TASK REQUIREMENTS:
What is the number of lines in the data that include the string "backpack"? Give it by itself.
***
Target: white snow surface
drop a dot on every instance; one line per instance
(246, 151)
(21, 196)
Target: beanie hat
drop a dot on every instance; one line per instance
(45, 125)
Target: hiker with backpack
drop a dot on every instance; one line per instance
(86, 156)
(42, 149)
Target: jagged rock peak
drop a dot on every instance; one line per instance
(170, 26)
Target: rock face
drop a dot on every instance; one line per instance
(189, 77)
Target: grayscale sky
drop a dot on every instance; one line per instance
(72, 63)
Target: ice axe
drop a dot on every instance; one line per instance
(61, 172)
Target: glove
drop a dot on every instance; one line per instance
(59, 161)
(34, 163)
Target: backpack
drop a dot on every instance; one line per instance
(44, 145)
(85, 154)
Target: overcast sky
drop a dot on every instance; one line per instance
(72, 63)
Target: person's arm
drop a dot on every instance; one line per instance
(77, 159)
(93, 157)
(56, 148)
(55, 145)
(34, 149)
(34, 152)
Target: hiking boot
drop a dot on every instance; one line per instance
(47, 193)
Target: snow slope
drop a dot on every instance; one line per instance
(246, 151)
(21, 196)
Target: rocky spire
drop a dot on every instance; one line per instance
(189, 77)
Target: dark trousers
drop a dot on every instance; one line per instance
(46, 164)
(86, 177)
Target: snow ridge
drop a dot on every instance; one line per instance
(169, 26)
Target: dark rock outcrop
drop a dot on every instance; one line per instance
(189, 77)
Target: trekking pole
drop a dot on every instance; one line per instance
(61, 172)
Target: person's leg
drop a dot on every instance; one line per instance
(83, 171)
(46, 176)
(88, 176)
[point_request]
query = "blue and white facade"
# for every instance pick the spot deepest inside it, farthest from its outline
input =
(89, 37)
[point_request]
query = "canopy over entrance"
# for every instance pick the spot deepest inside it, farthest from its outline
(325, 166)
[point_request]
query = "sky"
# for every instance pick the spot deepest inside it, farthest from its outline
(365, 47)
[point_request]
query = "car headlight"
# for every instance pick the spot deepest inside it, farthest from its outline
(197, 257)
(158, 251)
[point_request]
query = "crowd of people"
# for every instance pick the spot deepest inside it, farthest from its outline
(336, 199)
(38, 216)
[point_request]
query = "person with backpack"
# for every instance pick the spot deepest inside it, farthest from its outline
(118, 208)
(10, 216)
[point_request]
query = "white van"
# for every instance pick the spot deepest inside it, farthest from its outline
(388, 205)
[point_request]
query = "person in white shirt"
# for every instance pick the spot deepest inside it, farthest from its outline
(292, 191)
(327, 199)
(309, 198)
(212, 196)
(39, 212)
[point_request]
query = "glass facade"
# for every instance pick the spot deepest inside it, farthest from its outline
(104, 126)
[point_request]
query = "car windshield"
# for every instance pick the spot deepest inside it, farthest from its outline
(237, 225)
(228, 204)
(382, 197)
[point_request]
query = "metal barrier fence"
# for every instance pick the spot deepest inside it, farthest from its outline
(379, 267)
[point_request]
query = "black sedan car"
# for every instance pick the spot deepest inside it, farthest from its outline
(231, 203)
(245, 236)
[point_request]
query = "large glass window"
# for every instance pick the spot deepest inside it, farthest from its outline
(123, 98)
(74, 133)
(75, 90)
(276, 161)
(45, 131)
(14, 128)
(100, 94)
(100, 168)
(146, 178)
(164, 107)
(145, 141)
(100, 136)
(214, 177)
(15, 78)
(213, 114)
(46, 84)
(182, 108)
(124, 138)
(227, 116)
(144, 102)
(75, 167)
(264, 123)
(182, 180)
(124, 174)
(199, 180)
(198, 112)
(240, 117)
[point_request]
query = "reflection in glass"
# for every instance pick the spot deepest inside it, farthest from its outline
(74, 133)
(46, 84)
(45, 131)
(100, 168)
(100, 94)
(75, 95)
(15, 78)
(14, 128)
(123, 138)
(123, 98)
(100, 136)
***
RESULT OF THE TASK:
3